__Brief__.
Copy every entry exactly as given, minus the images.

[Exercise material Boundary: Start]

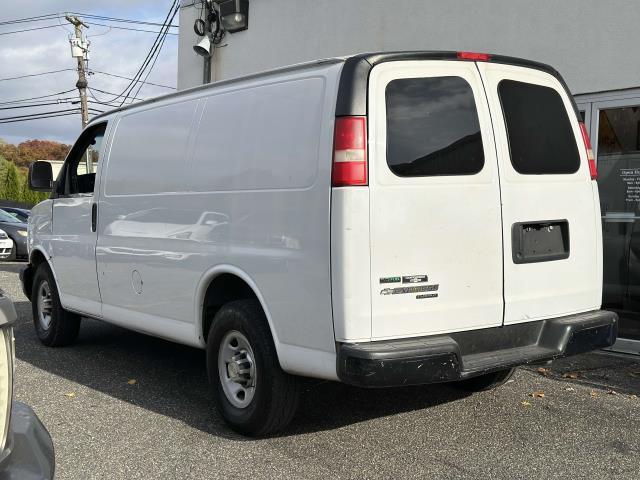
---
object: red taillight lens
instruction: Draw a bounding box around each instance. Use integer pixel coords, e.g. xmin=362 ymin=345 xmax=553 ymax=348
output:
xmin=457 ymin=51 xmax=492 ymax=61
xmin=579 ymin=122 xmax=597 ymax=180
xmin=332 ymin=116 xmax=367 ymax=186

[Exercise material Boundary: End]

__Result__.
---
object: red taillight lens
instruction: Draw a bounding box around each instance. Use integer pixel coords, e.g. xmin=362 ymin=345 xmax=553 ymax=348
output:
xmin=457 ymin=51 xmax=492 ymax=61
xmin=579 ymin=122 xmax=597 ymax=180
xmin=332 ymin=116 xmax=367 ymax=186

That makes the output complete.